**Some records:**
----------------

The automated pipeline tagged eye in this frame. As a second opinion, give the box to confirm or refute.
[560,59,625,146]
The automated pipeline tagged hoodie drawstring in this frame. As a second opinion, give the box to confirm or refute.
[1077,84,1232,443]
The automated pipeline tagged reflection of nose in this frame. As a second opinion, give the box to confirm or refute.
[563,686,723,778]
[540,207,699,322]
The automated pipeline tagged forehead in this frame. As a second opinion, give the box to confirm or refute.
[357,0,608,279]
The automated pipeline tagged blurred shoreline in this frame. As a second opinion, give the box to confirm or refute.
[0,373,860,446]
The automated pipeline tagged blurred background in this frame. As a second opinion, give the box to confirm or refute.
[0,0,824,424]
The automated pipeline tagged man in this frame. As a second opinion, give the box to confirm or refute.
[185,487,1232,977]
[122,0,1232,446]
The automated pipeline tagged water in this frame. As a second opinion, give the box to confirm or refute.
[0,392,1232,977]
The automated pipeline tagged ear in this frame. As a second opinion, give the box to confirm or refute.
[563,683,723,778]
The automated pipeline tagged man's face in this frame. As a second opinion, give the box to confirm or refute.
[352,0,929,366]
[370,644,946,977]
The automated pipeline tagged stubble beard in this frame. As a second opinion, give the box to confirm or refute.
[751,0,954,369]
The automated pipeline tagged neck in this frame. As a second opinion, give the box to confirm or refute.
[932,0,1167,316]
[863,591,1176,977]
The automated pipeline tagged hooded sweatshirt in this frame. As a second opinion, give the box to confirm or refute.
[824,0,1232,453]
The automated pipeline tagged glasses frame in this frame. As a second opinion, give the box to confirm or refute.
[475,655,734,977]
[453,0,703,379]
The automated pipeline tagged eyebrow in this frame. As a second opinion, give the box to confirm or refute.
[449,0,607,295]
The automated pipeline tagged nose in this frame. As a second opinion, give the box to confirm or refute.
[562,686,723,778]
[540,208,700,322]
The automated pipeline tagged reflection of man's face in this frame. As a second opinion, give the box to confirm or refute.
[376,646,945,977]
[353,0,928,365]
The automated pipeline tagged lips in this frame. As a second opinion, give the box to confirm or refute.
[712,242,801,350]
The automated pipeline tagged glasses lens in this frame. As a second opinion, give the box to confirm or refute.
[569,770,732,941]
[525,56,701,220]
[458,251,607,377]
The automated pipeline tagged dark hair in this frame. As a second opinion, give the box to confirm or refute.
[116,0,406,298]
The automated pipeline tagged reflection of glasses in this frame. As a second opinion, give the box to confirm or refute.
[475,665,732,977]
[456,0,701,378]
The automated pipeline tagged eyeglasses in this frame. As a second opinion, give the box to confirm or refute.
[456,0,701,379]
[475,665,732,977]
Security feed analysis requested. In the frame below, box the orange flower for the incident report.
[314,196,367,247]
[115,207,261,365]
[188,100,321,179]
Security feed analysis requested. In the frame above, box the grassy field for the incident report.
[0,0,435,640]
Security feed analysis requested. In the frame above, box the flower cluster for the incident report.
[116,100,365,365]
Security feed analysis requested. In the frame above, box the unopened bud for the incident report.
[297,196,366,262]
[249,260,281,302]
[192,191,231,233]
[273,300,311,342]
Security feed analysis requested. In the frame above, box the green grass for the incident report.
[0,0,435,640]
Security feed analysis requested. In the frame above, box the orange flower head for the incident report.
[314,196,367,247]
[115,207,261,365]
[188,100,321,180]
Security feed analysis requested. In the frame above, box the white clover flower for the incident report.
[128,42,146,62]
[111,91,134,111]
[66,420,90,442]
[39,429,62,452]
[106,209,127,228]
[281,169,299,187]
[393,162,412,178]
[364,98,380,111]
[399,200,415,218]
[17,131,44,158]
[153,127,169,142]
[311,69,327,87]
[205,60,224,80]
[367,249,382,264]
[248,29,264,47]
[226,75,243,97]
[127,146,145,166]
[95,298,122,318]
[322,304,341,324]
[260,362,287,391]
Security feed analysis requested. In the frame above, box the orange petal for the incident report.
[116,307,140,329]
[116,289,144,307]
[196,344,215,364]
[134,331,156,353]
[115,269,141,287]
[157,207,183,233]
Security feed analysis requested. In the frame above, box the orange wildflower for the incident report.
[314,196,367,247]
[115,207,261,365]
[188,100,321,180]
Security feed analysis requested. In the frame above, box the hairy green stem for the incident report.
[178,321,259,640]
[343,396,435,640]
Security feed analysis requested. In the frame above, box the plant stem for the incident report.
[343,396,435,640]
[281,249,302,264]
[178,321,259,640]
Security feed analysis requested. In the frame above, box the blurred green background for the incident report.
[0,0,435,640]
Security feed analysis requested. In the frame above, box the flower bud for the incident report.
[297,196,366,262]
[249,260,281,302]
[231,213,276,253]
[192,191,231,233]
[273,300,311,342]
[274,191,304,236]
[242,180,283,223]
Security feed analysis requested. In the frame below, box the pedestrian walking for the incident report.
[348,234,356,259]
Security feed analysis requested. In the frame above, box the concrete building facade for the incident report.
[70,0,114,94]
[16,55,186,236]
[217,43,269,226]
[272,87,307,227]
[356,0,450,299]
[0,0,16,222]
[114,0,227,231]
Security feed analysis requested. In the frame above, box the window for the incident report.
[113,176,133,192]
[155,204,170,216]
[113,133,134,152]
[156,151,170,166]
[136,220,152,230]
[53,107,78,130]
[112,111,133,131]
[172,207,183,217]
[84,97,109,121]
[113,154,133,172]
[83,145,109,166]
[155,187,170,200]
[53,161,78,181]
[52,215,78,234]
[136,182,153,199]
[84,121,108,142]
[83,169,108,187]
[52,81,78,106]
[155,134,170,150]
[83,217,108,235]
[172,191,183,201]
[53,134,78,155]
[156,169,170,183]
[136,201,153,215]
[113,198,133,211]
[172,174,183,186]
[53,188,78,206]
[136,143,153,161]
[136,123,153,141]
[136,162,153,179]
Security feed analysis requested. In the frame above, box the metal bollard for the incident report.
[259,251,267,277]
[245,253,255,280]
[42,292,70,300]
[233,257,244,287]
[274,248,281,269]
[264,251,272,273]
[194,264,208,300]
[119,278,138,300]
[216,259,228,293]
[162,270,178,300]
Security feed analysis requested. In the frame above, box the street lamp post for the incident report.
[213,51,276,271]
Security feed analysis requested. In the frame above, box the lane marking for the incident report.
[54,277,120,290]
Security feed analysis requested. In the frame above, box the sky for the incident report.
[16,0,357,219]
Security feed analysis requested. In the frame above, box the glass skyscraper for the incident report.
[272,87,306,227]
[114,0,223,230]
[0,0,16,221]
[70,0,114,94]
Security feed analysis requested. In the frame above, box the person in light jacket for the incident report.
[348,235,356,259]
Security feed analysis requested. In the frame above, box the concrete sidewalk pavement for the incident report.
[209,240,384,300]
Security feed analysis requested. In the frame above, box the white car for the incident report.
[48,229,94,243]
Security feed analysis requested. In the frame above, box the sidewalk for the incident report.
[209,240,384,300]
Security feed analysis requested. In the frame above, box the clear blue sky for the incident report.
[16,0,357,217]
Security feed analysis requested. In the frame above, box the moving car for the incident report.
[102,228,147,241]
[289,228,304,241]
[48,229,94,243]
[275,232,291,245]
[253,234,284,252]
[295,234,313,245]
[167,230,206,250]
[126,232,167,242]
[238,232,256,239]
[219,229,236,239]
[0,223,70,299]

----------------

**Work to complete:**
Replace "incident report" with "case file" everywhere in the rows above, and give all the rows again with nothing else changed.

**Completed exercise:**
The automated pipeline tagged eye in this frame. As a second opinion, give the box to confirm or refute.
[560,59,625,146]
The automated pipeline tagged hoodie drawstring in this frame. As a second opinion, give the box to confirm or refute.
[1077,84,1232,443]
The automated pipeline tagged reflection of nose in this frame. As a second opinion, give the box to confirm or refute.
[563,686,723,778]
[540,207,699,322]
The automated pipeline tagged forehead in this frame. As a second opinion, give the box to confirm or refute.
[357,0,608,279]
The automated pipeline tagged blurred shoreline in this frame. As a second opinion, give the box to confirm or refute.
[0,373,860,446]
The automated pipeline tagged blurred background in this frame. As a second opinion, give the box to confirm or refute.
[0,0,824,424]
The automated pipeline tagged man in this frame. As a second opinion, give the box to confirm or refute.
[185,487,1232,977]
[122,0,1232,446]
The automated pipeline tagged water in this frame. As a second opinion, give the box to confirm or refute.
[0,392,1232,977]
The automated pipeline tagged ear in this frame. As a second opinion, give the box to confirm or refute.
[563,683,723,778]
The automated pipeline tagged man's face in this frame. As a second opinion, give the box to confirm or refute.
[352,0,929,366]
[370,644,946,977]
The automated pipeline tagged stubble beard in this frame. As a second opinion, give the box to confirm or refute.
[751,0,954,369]
The automated pipeline tagged neck in this frame. As a second opinion, give the box to confirm or refute.
[932,0,1167,316]
[863,591,1176,977]
The automated pipeline tagged hooded sweatshirt in this frame. As a second opinion, give the box to confirm or refute.
[824,0,1232,453]
The automated pipeline tagged glasses frame in this frame. As a second opinion, give the box to confirm or refute.
[475,655,734,977]
[453,0,703,379]
The automated pipeline tagged eyebrow in this frame. As a second opinion, give the box to confirm or refute.
[449,0,607,295]
The automated pipeline tagged nose in this frame. As a second opinion, give the box to confirm or refute.
[562,686,723,778]
[540,208,700,322]
The automated pipeline tagged reflection of man's face in this frame. As a second opinion, give the box to confirm or refute.
[376,646,945,977]
[353,0,928,365]
The automated pipeline tagged lips in this frame. As a second opinion, give the box to confirm or refute.
[712,242,801,350]
The automated pipeline tagged glasses lens in this frame. As a second opinion, give the box to confirm or refute.
[569,770,732,941]
[525,56,701,220]
[458,251,607,377]
The automated pipeline tagged dark hair in this frame. As a second opinion, give the box to confirm or refute.
[116,0,406,298]
The automated pipeline tagged reflection of glasses in this frame. As a second opinion, give the box to confirm or refute.
[475,665,732,977]
[456,0,701,378]
The automated pipeline tagged eyeglasses in this frame. As a second opinion, give the box to confirm or refute.
[456,0,701,379]
[475,665,732,977]
Security feed analysis requested. In the frame below, box the orange flower for the case file.
[314,196,367,247]
[115,207,261,365]
[188,100,321,179]
Security feed analysis requested. In the frame above, box the grassy field for the case file.
[0,0,435,640]
Security feed analysis requested. In the frame above, box the flower cluster for the case file.
[116,100,365,365]
Security feed analysis requested. In the frame above, box the unopened bud for the case file.
[297,196,366,262]
[249,260,281,302]
[192,191,231,233]
[273,300,311,342]
Security feed analysis requested. In the frame above, box the green grass for the case file.
[0,0,435,640]
Security feed analysis requested. In the frame above, box the orange flower head for the case file.
[314,196,367,247]
[115,207,261,365]
[188,100,321,180]
Security feed analysis requested. In the frame above, box the white clover flower for the case file.
[128,42,146,62]
[111,91,134,111]
[66,420,90,442]
[39,429,62,452]
[106,209,127,228]
[281,169,299,187]
[393,162,412,178]
[364,98,380,111]
[399,200,415,218]
[17,131,44,158]
[153,127,169,142]
[311,69,327,87]
[205,60,224,80]
[367,249,382,264]
[248,29,264,47]
[226,75,243,97]
[127,146,145,166]
[95,298,122,318]
[322,304,341,324]
[260,362,287,391]
Security feed analysis requested. In the frame above, box the orange petal for the case file.
[116,307,140,329]
[116,289,144,307]
[196,344,215,364]
[134,331,156,353]
[115,269,141,287]
[157,207,183,233]
Security feed analysis requested. In the frame above, box the orange wildflower for the case file.
[314,196,367,247]
[115,207,261,365]
[188,100,321,180]
Security feed analysis requested. In the frame above, box the hairy green stem for the case file.
[178,321,259,640]
[343,396,435,640]
Security feed analysis requested. In the frame above, box the plant stem for the case file.
[343,396,435,640]
[281,249,302,264]
[178,321,259,640]
Security feed analysis requested. In the frame above, box the blurred green background for the case file.
[0,0,435,640]
Security feed analysis requested. In the frame above, box the flower bud for the case file.
[297,196,366,262]
[249,260,281,302]
[231,213,276,253]
[192,191,231,233]
[273,300,311,342]
[274,191,304,236]
[242,180,283,223]
Security feed analysis requested. In the frame below, box the pedestrian walking for the case file.
[348,234,356,259]
Security feed analysis requested. In the frame above, box the concrete building facade for the case file.
[70,0,114,94]
[16,55,186,236]
[217,43,269,226]
[272,87,307,227]
[356,0,450,299]
[0,0,16,222]
[114,0,227,231]
Security feed analysis requested. In the frame above, box the window for the case file.
[113,176,133,192]
[155,204,170,216]
[113,133,134,152]
[156,151,170,166]
[136,220,152,230]
[53,107,78,130]
[112,111,133,131]
[172,207,183,217]
[84,97,109,121]
[113,154,133,172]
[83,145,109,166]
[155,187,170,200]
[53,161,78,181]
[52,215,78,234]
[136,182,153,199]
[84,121,108,142]
[83,169,108,187]
[52,81,78,106]
[155,134,170,150]
[83,217,108,235]
[172,191,183,201]
[53,134,78,155]
[156,169,170,183]
[136,201,153,215]
[113,198,133,211]
[172,174,183,186]
[53,188,78,206]
[136,143,153,161]
[136,123,153,141]
[136,162,153,179]
Security feed analysis requested. In the frame above, box the metal bollard for the case file.
[259,251,267,277]
[245,253,255,280]
[42,292,70,300]
[233,257,244,287]
[274,248,281,269]
[264,251,272,273]
[194,264,208,300]
[119,278,138,300]
[216,259,228,293]
[162,270,178,300]
Security feed analysis requested. In the frame above, box the street lamp post for the case file.
[213,51,276,271]
Security feed analysis requested. In the frame above, box the lane marking for the case file.
[54,277,120,290]
Security feed analysis requested. In the frame above, box the sky for the case file.
[16,0,357,219]
Security feed analysis requested. In the frame above, box the glass skyscraper for the case file.
[272,87,306,227]
[114,0,223,230]
[0,0,16,221]
[70,0,114,94]
Security feed analysis requested. In the frame above, box the person in light jacket for the case file.
[348,235,356,259]
Security feed analysis requested. In the frame above, box the concrete sidewalk pavement for the case file.
[209,240,384,300]
Security feed analysis requested. In the frame above, box the white car for the case file.
[48,229,94,243]
Security feed analysis requested. In the frame above, box the sidewalk for the case file.
[209,240,384,300]
Security feed analysis requested. In the frame above, box the clear blue sky for the case file.
[16,0,357,217]
Security feed analysis requested. In the frame above, box the moving car for the case file.
[102,228,147,241]
[289,228,304,241]
[48,229,94,243]
[275,232,291,245]
[253,234,284,252]
[295,234,313,245]
[167,230,206,250]
[126,232,167,242]
[238,232,256,239]
[219,229,236,239]
[0,223,70,299]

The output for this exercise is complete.